### EXERCISE PROMPT
Gather every line in the data below that contains the word "white".
=== SUPPLIED INFORMATION ===
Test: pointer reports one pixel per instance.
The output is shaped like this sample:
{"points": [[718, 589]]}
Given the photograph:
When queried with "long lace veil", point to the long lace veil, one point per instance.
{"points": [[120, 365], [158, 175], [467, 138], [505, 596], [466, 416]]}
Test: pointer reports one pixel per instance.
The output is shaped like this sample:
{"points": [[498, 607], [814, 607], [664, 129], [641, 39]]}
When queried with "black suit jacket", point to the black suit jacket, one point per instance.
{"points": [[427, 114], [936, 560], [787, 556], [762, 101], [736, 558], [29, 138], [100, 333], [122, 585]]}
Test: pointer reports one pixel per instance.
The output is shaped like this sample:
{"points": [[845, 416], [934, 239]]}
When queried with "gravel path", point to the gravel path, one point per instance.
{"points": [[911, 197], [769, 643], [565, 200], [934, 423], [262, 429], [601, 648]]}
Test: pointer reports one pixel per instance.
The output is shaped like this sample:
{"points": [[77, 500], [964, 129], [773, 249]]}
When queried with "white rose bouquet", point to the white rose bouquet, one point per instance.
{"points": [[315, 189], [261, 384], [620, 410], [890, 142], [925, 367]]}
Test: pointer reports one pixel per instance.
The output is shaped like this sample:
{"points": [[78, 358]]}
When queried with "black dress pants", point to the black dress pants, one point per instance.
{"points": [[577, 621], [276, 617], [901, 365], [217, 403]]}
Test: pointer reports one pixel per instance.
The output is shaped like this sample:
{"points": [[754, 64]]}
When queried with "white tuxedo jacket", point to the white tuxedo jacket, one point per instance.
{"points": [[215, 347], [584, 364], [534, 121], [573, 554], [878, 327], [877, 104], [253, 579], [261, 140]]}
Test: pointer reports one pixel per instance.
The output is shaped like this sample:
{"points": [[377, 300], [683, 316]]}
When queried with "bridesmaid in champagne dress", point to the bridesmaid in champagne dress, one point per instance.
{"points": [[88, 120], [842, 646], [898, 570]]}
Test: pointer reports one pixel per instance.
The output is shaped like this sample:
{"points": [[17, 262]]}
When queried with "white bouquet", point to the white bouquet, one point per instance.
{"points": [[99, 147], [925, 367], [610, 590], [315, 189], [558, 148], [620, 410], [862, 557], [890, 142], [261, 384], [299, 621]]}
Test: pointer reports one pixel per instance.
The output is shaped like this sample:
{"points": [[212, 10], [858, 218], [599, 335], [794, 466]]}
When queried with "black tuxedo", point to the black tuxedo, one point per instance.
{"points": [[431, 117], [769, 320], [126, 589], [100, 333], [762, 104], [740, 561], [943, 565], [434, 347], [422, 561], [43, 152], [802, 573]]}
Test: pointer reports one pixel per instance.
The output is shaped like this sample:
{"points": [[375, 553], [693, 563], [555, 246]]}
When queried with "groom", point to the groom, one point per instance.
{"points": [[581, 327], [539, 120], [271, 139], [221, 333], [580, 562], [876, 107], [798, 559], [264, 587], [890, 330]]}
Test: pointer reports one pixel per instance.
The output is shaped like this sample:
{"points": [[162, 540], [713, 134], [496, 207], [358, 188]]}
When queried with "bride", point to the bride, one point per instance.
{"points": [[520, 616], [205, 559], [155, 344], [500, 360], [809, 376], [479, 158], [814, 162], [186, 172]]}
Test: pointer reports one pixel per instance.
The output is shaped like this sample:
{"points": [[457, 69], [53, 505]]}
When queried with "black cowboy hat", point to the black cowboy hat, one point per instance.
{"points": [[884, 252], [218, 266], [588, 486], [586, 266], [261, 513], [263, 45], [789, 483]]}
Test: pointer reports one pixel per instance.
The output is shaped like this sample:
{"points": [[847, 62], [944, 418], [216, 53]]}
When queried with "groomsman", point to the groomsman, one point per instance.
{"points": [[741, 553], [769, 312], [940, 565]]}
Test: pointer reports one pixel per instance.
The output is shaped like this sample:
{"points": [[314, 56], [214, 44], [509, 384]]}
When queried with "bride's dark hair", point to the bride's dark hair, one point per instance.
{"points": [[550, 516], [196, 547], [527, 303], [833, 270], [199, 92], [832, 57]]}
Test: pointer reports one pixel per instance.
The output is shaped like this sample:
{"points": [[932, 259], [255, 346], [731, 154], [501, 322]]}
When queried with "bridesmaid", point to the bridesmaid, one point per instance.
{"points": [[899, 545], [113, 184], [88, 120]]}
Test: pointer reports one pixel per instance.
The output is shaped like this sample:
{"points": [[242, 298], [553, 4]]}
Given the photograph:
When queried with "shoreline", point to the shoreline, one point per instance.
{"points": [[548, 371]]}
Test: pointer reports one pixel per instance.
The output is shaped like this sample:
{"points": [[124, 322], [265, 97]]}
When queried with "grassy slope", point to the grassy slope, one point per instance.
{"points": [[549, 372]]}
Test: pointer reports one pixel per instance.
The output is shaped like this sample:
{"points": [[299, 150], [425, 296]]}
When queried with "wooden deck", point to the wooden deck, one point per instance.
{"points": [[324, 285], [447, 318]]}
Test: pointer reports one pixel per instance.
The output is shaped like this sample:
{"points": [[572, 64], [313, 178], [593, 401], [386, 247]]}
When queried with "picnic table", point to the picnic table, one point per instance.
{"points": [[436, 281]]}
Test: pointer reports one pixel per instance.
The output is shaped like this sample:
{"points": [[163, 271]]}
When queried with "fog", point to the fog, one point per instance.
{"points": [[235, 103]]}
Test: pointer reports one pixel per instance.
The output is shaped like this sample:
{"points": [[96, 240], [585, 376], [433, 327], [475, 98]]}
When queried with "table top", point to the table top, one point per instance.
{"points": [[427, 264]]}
===
### RIGHT ANSWER
When queried with "white rose bouquet", point to the white rose bouquet, one point per instance.
When queried with "white tuxedo jacket", point to the white tuxedo jacket, one point per instance.
When queried with "white bouquet", point to the white bouquet, one point per instance.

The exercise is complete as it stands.